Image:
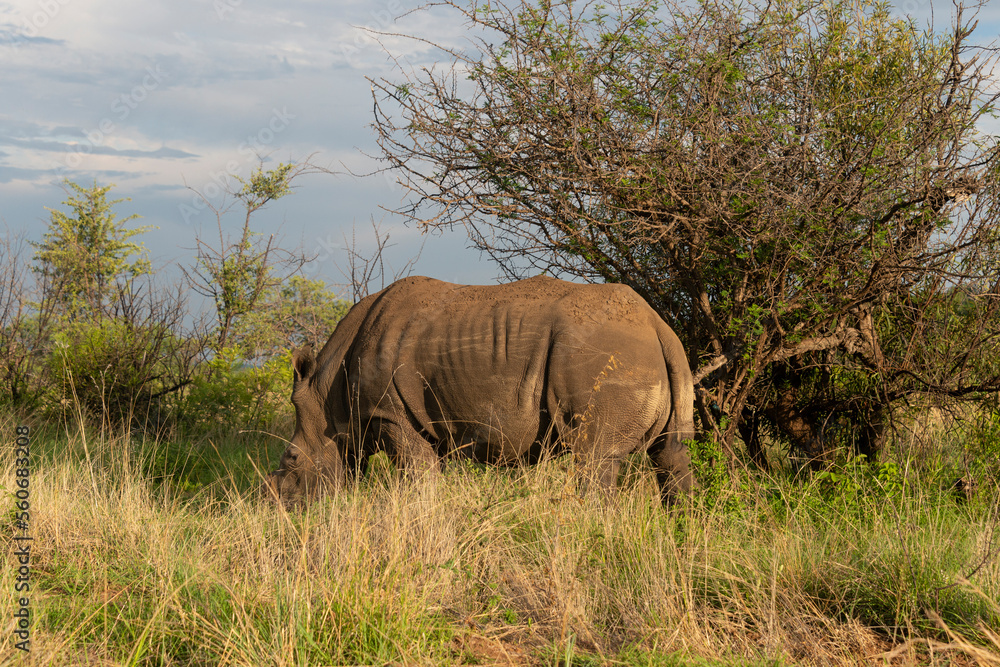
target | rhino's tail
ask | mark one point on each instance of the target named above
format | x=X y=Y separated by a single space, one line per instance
x=680 y=426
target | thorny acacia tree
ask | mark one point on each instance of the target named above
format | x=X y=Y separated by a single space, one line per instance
x=802 y=189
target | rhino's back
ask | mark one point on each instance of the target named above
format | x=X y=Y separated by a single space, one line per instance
x=493 y=365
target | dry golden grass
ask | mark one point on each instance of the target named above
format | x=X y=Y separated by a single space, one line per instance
x=482 y=566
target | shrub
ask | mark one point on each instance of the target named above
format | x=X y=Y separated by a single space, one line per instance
x=231 y=394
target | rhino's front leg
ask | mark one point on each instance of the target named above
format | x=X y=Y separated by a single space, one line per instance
x=406 y=448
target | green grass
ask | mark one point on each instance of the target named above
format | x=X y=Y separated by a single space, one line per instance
x=157 y=552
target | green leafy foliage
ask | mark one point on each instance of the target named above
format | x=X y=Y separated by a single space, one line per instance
x=230 y=394
x=111 y=368
x=85 y=252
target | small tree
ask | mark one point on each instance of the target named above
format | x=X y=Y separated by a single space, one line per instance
x=238 y=275
x=85 y=253
x=300 y=311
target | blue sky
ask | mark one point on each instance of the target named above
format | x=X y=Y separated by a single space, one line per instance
x=158 y=96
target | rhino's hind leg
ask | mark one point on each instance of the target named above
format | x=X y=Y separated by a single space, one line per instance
x=673 y=467
x=602 y=473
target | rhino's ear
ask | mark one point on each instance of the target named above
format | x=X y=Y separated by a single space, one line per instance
x=303 y=363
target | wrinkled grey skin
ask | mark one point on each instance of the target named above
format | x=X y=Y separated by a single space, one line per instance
x=424 y=370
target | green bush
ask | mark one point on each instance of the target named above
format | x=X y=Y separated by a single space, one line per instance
x=230 y=394
x=110 y=368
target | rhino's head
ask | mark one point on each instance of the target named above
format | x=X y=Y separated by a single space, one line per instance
x=312 y=461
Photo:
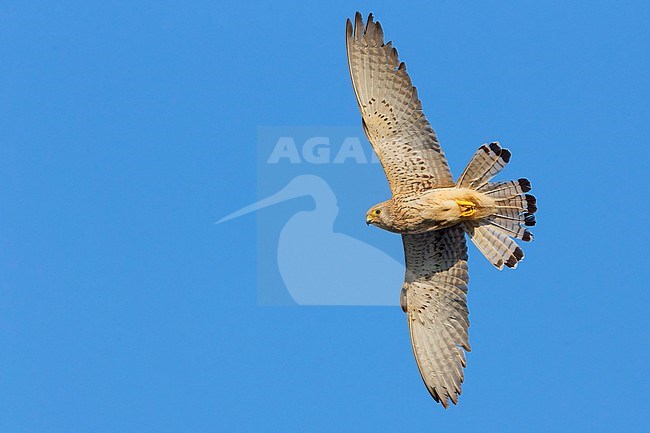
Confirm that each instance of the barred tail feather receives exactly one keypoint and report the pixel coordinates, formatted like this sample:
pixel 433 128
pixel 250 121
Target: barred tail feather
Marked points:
pixel 486 163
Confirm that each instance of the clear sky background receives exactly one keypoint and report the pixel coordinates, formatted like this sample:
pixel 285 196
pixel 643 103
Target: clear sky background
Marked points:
pixel 128 128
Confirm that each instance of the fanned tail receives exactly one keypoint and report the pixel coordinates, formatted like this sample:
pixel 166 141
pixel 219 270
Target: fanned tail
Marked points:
pixel 515 209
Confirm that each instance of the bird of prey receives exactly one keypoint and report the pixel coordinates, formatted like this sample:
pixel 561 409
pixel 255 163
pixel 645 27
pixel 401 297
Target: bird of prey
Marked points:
pixel 431 211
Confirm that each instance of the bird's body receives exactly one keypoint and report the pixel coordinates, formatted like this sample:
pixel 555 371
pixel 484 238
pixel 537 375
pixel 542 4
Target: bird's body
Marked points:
pixel 431 211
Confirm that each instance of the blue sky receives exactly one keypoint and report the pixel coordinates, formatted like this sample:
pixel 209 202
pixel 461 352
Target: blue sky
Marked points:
pixel 128 129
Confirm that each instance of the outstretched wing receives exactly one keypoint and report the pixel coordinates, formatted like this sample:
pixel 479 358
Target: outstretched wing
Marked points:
pixel 392 114
pixel 434 298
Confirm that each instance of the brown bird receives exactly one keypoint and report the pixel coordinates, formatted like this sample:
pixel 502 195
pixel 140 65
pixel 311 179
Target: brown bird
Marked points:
pixel 430 210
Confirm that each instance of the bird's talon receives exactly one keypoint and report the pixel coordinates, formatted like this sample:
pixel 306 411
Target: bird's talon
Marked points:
pixel 467 208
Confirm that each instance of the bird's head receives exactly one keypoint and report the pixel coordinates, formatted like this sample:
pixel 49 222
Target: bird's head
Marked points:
pixel 379 215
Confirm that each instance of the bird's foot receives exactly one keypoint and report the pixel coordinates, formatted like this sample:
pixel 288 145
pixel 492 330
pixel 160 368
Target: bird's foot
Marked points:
pixel 467 208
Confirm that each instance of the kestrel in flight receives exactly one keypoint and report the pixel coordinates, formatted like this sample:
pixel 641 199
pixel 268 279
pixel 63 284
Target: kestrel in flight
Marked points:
pixel 431 211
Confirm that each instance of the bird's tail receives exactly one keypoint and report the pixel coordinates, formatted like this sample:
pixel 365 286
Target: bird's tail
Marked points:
pixel 493 235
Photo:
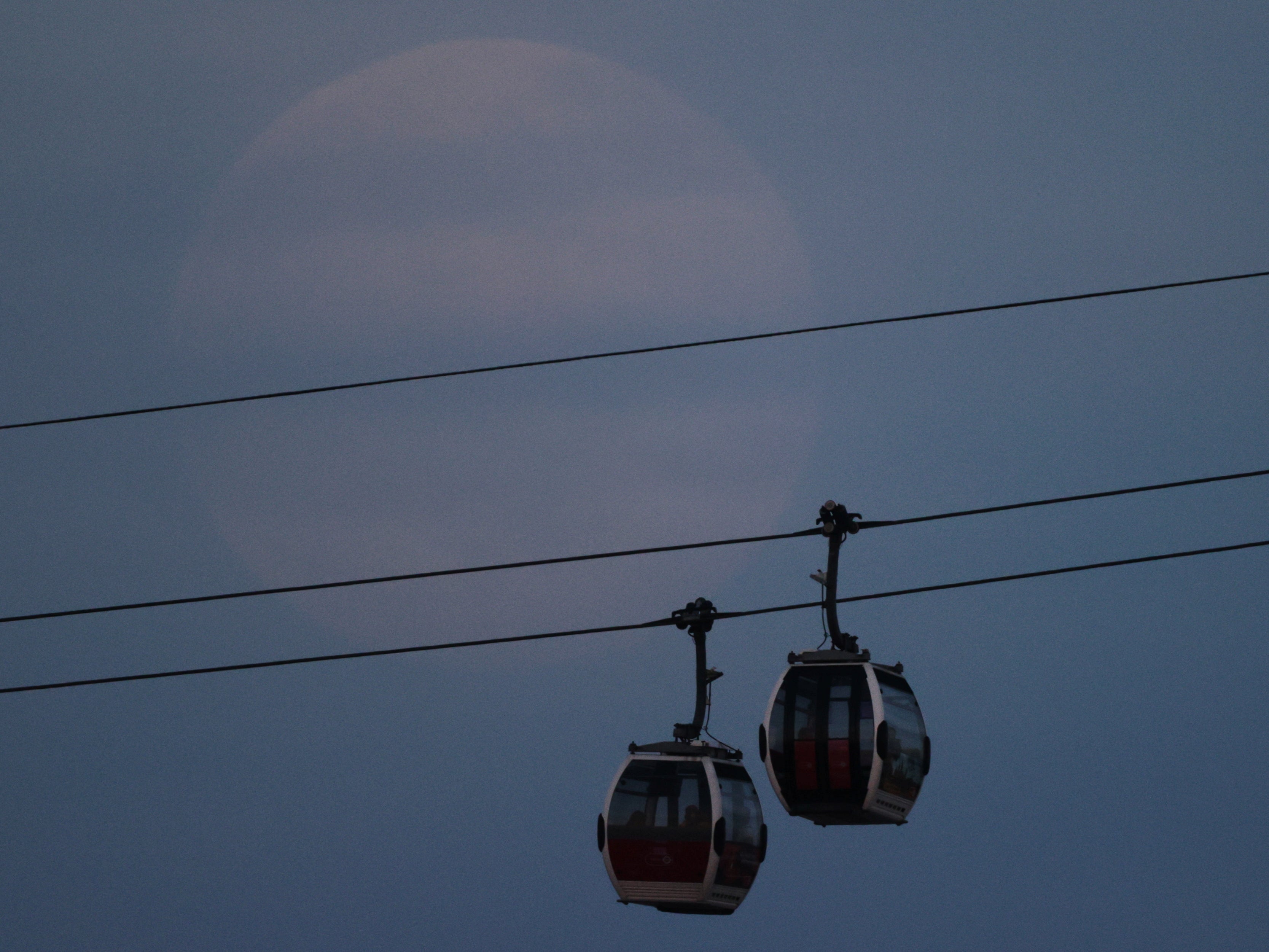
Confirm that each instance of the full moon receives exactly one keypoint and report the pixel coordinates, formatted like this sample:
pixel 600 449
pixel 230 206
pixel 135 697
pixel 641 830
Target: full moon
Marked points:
pixel 485 202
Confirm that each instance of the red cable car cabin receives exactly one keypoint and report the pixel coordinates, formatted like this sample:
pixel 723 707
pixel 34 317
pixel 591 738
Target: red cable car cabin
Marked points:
pixel 683 831
pixel 844 740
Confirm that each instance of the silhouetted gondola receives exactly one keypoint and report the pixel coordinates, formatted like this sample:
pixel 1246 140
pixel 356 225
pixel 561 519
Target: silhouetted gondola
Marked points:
pixel 682 828
pixel 843 739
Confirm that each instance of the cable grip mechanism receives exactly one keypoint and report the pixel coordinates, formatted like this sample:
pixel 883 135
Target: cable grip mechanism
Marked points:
pixel 697 619
pixel 837 524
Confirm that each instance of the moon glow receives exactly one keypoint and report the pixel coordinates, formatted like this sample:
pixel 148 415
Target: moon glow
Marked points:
pixel 489 201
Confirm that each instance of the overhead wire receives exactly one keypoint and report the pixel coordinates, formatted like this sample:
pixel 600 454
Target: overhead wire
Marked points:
pixel 631 352
pixel 655 624
pixel 593 556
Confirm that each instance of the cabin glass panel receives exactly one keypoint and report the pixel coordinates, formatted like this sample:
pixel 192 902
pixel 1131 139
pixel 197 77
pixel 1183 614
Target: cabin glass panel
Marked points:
pixel 901 774
pixel 743 813
pixel 828 726
pixel 660 822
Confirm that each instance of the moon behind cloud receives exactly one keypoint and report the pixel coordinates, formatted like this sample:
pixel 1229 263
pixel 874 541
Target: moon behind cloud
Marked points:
pixel 490 201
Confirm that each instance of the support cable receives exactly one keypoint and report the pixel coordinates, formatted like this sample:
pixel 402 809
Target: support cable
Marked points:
pixel 656 624
pixel 631 352
pixel 439 573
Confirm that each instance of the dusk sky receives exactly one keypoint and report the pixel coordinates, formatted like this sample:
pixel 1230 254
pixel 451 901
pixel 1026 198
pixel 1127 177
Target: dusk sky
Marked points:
pixel 221 199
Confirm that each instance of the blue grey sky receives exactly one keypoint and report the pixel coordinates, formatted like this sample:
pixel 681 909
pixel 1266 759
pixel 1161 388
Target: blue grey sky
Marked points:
pixel 202 200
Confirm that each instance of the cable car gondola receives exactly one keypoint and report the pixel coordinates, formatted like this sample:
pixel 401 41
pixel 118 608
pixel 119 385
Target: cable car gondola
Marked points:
pixel 682 828
pixel 843 739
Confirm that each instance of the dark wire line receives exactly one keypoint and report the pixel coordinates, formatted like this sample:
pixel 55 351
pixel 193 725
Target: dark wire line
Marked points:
pixel 656 624
pixel 881 524
pixel 436 574
pixel 522 365
pixel 998 578
pixel 348 583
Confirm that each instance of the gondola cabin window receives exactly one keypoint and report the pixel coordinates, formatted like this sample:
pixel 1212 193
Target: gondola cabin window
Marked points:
pixel 901 774
pixel 660 822
pixel 743 814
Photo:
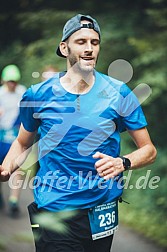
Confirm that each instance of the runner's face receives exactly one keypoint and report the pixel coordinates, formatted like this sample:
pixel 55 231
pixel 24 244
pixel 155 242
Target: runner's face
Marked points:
pixel 83 49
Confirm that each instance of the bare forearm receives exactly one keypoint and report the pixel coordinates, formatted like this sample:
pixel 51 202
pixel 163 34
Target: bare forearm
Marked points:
pixel 142 156
pixel 15 157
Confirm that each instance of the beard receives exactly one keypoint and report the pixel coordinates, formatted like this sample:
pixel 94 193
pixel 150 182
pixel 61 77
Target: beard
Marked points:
pixel 78 66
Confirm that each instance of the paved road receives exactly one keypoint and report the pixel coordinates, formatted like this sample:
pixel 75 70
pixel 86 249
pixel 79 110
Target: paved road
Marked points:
pixel 16 236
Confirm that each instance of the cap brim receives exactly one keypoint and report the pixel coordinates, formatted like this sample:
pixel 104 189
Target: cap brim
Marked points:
pixel 58 52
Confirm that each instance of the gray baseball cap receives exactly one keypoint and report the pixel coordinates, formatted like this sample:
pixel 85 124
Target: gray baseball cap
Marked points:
pixel 74 24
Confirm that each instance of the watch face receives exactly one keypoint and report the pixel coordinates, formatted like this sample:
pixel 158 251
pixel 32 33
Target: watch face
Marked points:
pixel 127 163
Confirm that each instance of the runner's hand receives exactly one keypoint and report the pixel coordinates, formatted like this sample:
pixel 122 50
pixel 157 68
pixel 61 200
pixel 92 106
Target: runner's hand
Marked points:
pixel 4 175
pixel 107 166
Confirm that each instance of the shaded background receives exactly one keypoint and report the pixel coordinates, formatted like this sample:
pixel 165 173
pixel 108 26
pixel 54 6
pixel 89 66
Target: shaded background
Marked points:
pixel 135 31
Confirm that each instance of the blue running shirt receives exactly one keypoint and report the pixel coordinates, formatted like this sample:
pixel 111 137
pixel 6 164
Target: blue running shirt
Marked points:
pixel 72 128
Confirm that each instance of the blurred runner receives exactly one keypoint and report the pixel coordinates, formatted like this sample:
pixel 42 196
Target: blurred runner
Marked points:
pixel 10 95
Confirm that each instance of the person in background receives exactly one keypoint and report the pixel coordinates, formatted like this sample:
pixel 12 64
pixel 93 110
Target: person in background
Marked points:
pixel 10 95
pixel 81 114
pixel 48 72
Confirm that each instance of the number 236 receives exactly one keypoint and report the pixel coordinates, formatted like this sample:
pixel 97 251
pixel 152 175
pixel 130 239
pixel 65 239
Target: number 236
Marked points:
pixel 106 219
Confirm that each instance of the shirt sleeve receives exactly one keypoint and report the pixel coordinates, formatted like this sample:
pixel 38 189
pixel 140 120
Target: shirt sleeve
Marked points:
pixel 131 116
pixel 27 110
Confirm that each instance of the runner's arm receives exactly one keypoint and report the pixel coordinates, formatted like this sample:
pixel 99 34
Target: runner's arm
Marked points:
pixel 17 154
pixel 109 167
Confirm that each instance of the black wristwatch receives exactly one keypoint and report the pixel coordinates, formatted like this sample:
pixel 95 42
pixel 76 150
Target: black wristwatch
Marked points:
pixel 126 163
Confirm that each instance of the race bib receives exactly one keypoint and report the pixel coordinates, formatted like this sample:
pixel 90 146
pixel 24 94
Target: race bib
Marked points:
pixel 103 219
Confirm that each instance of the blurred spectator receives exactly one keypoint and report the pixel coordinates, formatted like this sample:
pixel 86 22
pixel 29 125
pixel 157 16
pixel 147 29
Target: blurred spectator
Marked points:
pixel 10 94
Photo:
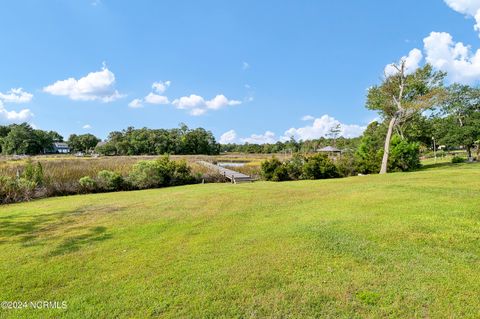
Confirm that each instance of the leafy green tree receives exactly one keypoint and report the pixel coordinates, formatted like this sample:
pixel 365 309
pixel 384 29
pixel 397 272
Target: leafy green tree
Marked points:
pixel 319 166
pixel 369 153
pixel 21 139
pixel 459 120
pixel 82 143
pixel 402 95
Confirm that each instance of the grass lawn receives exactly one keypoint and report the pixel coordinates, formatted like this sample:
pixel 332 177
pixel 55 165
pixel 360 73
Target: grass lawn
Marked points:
pixel 404 245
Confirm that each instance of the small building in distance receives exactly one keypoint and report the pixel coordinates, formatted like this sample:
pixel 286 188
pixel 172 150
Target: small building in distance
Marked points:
pixel 60 148
pixel 330 150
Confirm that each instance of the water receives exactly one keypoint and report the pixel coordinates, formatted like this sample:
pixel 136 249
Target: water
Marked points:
pixel 230 164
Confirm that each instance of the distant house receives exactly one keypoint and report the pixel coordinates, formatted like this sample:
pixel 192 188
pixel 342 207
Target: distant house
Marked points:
pixel 330 150
pixel 60 147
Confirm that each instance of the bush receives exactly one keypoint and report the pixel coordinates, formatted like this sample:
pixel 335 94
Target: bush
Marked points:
pixel 274 170
pixel 404 155
pixel 457 159
pixel 183 174
pixel 295 166
pixel 268 168
pixel 160 173
pixel 281 173
pixel 33 173
pixel 110 181
pixel 15 190
pixel 87 184
pixel 346 165
pixel 319 166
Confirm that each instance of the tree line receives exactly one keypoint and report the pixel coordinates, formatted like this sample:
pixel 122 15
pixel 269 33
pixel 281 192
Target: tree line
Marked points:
pixel 23 139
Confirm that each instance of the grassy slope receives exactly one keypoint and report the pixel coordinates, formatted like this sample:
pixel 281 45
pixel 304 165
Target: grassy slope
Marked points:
pixel 402 245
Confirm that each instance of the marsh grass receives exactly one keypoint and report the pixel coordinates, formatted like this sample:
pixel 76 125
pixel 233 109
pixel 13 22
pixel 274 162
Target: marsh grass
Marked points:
pixel 402 245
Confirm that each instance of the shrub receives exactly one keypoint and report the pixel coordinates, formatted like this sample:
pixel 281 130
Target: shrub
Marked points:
pixel 183 174
pixel 87 184
pixel 346 165
pixel 404 155
pixel 457 159
pixel 319 166
pixel 110 181
pixel 33 173
pixel 295 166
pixel 268 168
pixel 159 173
pixel 15 190
pixel 281 173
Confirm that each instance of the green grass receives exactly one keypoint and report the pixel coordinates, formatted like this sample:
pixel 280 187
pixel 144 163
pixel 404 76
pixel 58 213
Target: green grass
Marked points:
pixel 404 245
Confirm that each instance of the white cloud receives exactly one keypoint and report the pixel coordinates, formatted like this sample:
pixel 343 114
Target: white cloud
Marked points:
pixel 161 87
pixel 136 103
pixel 16 96
pixel 197 111
pixel 94 86
pixel 412 62
pixel 470 8
pixel 461 64
pixel 308 118
pixel 13 116
pixel 321 127
pixel 198 105
pixel 220 101
pixel 153 98
pixel 267 137
pixel 228 137
pixel 188 102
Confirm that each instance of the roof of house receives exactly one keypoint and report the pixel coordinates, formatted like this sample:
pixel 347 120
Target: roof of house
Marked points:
pixel 60 145
pixel 330 149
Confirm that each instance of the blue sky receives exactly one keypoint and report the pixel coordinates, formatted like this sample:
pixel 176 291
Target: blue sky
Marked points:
pixel 255 70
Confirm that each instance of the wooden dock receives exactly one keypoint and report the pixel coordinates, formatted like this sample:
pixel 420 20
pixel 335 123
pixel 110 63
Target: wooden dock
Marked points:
pixel 233 176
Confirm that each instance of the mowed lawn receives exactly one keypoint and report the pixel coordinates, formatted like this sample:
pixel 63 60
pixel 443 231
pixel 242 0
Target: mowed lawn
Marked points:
pixel 404 245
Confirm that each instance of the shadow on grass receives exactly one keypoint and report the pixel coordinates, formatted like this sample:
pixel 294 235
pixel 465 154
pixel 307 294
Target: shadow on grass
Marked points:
pixel 438 165
pixel 448 164
pixel 49 229
pixel 74 243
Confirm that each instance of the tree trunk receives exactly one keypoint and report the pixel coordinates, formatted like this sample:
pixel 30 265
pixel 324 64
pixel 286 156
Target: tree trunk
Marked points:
pixel 386 150
pixel 469 152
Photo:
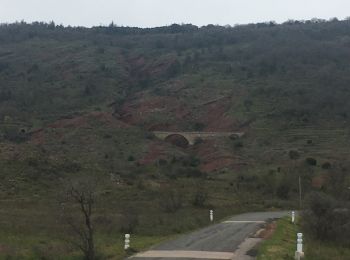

—————

#### EXERCISE DIRECTIONS
Pictures do not belong in the copy. Repeat exactly each line from the one with "pixel 110 63" through the end of the listing.

#### WRITTEN ANSWER
pixel 110 63
Target: wooden dock
Marked points:
pixel 233 176
Confirm that each instance of the mowed lawn receives exactly one keypoint and report the pixel coordinates, formatted like this sample:
pixel 63 60
pixel 443 231
pixel 242 0
Target: mowed lawn
Marked points:
pixel 404 245
Confirm that each instance of the shadow on grass receives exactly one keypoint and report the pixel coordinates, formatted like this sample:
pixel 294 235
pixel 465 154
pixel 307 294
Target: shadow on grass
Marked points:
pixel 438 165
pixel 448 164
pixel 49 229
pixel 74 243
Confirm that each instance of the tree trunk receives exactly one keypoint and report the pixel coordinates, formatted like this sample:
pixel 30 265
pixel 324 64
pixel 286 156
Target: tree trunk
Marked points:
pixel 386 150
pixel 469 152
Photo:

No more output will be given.